> **Tâches à réaliser**
[1] Recopiez fidèlement le passage de l'extrait sur l'itinérance dans Charlevoix qui s'ouvre sur les mots contenant "Selon lui, cette" et se termine par "résidences non adaptées.".
[2] D'après l'extrait sur l'itinérance dans Charlevoix, depuis quand les plus de 350 interventions mentionnées ont-elles été effectuées ?

> **Extrait à lire**
────────────────────────────────────────

On pourrait croire que l’itinérance et l’instabilité résidentielle affectent uniquement les grands centres urbains, mais il ne faut pas se leurrer. À la lumière des informations et des données fournies par le CIUSSS de la Capitale-Nationale, force est d’admettre que la région de Charlevoix n’échappe pas du tout à ces problématiques.

« L’itinérance dans Charlevoix est réelle, croissante et souvent invisible », explique Francis Peuch, organisateur communautaire pour le secteur Charlevoix au CIUSSS de la Capitale-Nationale et coordonnateur du Comité Itinérance-Instabilité résidentielle Charlevoix (CIIRC).

Selon lui, cette réalité se manifeste sous différentes formes, comme des situations de rue, de l’hébergement temporaire ou chez un proche, de l’instabilité résidentielle ou des résidences non adaptées.

Des chiffres à l’appui

Bien qu’il soit difficile de déterminer le nombre exact de personnes en situation d’itinérance dans la région, le coordonnateur du CIIRC avance que « plus de 350 interventions ont été effectuées […] auprès de personnes ou de ménages – souvent composés d’enfants – en situation d’itinérance ou d’instabilité résidentielle », et ce depuis janvier 2024. On parle ici de quatre et cinq interventions par semaine dans le grand Charlevoix.

────────────────────────────────────────

> **Extraits de données**
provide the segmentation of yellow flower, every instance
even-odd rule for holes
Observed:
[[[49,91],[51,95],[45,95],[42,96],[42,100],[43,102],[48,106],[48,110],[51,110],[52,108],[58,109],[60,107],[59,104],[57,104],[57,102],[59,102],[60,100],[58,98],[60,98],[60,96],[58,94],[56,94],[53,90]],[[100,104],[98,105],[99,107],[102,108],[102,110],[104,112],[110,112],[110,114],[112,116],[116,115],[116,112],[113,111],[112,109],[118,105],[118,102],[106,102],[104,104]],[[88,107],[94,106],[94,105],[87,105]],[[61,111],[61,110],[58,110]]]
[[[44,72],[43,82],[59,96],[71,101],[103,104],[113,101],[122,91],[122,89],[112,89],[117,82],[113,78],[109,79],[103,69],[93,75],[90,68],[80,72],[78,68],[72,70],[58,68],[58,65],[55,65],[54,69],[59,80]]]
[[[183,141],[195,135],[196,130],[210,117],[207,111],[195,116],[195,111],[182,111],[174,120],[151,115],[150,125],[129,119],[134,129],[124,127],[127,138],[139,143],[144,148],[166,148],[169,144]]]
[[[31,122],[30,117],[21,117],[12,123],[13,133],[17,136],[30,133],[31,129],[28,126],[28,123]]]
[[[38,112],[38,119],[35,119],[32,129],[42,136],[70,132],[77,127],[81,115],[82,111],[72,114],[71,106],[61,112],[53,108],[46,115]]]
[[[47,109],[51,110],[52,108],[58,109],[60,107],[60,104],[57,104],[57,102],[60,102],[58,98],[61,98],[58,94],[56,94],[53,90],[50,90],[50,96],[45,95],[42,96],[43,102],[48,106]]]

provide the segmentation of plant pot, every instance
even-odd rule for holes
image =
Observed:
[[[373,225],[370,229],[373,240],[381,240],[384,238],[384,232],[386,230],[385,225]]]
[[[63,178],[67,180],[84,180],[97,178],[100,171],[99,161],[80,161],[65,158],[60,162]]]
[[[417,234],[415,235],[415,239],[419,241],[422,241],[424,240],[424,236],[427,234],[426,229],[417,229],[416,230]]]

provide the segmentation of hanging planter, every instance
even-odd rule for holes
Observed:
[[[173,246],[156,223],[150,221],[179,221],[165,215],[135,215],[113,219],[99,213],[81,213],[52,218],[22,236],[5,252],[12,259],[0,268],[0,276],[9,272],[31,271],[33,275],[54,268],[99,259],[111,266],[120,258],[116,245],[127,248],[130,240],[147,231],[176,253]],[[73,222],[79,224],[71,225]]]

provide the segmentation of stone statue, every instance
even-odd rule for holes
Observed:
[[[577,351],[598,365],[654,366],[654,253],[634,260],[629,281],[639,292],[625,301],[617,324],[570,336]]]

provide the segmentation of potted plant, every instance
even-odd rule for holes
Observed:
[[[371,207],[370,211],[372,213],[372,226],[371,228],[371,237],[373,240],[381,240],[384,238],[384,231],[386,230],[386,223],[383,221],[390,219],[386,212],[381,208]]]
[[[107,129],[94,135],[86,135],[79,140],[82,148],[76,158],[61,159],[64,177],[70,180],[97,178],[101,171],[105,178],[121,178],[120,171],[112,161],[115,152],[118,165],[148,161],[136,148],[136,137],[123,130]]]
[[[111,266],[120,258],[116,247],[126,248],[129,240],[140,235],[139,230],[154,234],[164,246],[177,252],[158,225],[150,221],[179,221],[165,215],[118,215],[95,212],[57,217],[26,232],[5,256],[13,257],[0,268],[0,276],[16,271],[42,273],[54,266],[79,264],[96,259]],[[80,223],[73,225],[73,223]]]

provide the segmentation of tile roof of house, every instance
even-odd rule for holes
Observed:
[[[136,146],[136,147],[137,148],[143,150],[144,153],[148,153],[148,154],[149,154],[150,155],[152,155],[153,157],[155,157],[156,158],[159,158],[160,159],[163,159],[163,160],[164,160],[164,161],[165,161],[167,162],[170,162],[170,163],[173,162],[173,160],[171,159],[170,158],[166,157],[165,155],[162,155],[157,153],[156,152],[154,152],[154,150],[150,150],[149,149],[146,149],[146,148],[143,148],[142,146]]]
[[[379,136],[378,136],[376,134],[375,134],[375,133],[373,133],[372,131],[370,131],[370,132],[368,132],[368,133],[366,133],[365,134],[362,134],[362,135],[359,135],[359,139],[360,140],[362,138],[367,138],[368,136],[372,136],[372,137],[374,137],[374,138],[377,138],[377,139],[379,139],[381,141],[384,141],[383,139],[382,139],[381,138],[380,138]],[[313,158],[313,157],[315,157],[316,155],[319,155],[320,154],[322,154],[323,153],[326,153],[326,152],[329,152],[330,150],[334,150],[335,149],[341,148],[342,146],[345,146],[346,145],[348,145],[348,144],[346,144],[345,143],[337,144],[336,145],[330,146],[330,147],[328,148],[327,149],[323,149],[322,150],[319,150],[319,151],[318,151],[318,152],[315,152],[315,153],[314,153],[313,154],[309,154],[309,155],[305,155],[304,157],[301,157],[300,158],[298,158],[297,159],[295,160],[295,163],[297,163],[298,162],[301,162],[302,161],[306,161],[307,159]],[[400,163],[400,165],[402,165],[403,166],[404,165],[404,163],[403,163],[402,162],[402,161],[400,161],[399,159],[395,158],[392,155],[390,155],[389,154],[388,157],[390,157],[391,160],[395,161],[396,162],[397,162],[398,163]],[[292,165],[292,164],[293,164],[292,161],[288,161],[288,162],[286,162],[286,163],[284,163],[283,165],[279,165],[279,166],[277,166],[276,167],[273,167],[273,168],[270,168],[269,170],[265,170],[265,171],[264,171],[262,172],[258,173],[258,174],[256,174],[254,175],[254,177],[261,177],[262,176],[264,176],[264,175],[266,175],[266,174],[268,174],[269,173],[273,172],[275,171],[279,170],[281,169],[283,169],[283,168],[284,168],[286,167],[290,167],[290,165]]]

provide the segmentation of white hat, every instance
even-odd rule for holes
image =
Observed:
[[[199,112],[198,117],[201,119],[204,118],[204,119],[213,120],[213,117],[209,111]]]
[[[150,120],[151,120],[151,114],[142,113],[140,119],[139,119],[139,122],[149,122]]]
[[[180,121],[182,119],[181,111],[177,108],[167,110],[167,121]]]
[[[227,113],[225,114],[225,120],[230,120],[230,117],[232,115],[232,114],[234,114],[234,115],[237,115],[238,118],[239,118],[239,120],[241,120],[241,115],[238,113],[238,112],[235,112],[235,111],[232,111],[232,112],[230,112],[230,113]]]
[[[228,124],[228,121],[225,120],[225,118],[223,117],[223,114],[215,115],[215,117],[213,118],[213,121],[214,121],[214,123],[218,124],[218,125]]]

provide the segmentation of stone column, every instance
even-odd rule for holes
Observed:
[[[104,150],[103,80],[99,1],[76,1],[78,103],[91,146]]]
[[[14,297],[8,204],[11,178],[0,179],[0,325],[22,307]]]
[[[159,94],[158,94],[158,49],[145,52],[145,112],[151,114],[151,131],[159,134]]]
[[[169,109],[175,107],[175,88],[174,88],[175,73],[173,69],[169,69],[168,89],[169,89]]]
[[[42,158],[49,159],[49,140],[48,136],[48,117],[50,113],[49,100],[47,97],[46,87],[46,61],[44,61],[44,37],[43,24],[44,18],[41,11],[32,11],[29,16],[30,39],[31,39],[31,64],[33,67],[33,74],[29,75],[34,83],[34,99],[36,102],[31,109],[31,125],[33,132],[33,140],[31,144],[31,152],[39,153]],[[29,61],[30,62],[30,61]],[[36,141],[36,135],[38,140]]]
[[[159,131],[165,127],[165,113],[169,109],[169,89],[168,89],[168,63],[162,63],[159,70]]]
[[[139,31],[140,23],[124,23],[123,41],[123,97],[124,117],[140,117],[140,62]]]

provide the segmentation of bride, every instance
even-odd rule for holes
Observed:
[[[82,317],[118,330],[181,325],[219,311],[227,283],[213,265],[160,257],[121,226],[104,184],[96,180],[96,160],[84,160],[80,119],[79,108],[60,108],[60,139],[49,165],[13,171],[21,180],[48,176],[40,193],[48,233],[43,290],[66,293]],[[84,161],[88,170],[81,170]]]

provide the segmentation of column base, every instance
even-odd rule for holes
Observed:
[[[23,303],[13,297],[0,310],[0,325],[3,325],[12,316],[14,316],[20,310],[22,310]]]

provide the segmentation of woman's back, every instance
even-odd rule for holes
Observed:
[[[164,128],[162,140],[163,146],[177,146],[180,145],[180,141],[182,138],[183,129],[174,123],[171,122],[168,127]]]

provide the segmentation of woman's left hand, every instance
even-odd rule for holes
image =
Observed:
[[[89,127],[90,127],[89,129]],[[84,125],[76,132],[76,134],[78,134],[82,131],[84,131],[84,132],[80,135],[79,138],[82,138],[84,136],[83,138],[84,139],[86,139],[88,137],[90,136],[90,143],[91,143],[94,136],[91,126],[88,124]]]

────────────────────────────────────────

> **Réponses attendues**
[1]
Selon lui, cette réalité se manifeste sous différentes formes, comme des situations de rue, de l’hébergement temporaire ou chez un proche, de l’instabilité résidentielle ou des résidences non adaptées.

[2] Depuis janvier 2024.